_What is being asked_:
Answer these questions using the writing prompts below.
(a) How many new emotions does the Cut introduce?
(b) Which two words does Baldessari write under the borrowed image of a Matisse goldfish painting?
(c) From what place did Baldessari send the postcard that Deborah Solomon describes?

_Text for analysis_:

■ ■ ■

In the Cut, seventy-eight new emotions are introduced, inspired by a theory that emotions are not just objective, biologically measurable states but are constructed interpretations of sensations affected by our cultures, expectations, and language. Writers, including Greg Jackson, Sara Nović, and Bryan Washington, name and describe new emotions like jealoushy: “The feeling of being jealous of someone while also having a crush on them,” and heartbreak adrenaline: “The strange feats of strength that can be accomplished after a devastating breakup.” Write a poem that revolves around a newly named emotion of your own invention, perhaps involving love, lust, or heartbreak. How does giving new language to a feeling expand your perspective?

Indiscernible Relations

In artist John Baldessari’s “Eight Soups: Corn Soup,” he borrows an image of a Henri Matisse painting of goldfish and writes the words “corn” and “soup” underneath it, while another piece includes a photograph of himself standing beneath a palm tree with a caption that says, “wrong.” In Deborah Solomon’s New York Times piece on Baldessari, who died earlier last month, she writes of a postcard the artist once sent from the Cincinnati Zoo to a friend: “The message bore no discernible relation to the photograph of the tiger cubs. In this way, it resembled his work. Text plus image and many possible paths between them.” As you go about your week, keep an eye out for readymade images—a photograph, a painting, an advertisement—and jot down words that immediately come to mind. Write an essay that uncovers, or makes discernible, the paths between the image and what it conjures up for you.

■ ■ ■

_Data to examine_:
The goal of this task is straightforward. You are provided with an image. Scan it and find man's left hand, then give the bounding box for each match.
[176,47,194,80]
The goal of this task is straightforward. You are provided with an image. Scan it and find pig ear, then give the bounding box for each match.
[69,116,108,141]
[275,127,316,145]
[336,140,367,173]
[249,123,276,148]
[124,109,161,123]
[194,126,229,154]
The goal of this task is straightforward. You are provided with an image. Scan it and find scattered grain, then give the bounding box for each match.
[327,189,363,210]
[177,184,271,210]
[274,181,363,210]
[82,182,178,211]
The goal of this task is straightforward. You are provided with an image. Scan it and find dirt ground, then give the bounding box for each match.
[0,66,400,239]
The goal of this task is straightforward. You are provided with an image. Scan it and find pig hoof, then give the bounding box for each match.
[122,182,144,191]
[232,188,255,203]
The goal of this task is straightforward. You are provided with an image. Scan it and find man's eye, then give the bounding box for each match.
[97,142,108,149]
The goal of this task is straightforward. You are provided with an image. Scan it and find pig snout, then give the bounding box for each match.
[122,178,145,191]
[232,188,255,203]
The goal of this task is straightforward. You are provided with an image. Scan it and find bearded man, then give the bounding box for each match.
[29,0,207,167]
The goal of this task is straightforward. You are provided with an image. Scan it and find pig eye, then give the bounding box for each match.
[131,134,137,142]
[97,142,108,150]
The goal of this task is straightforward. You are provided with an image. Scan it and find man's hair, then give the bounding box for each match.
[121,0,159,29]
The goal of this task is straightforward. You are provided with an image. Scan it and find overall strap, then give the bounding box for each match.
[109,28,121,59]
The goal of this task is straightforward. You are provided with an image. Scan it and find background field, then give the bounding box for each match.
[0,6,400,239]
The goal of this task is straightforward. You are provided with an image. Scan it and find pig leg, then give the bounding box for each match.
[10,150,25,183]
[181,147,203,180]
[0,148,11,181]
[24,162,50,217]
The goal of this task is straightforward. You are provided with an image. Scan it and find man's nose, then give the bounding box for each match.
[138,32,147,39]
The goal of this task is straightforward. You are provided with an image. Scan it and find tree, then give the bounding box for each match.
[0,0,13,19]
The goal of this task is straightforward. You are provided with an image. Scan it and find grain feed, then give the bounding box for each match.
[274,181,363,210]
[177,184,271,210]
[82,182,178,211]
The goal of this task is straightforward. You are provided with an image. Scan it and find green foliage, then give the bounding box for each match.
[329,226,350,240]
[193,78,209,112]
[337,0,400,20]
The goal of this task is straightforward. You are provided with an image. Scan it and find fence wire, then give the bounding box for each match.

■ ■ ■

_Answer to the exercise_:
(a) Seventy-eight.
(b) "Corn" and "soup."
(c) The Cincinnati Zoo.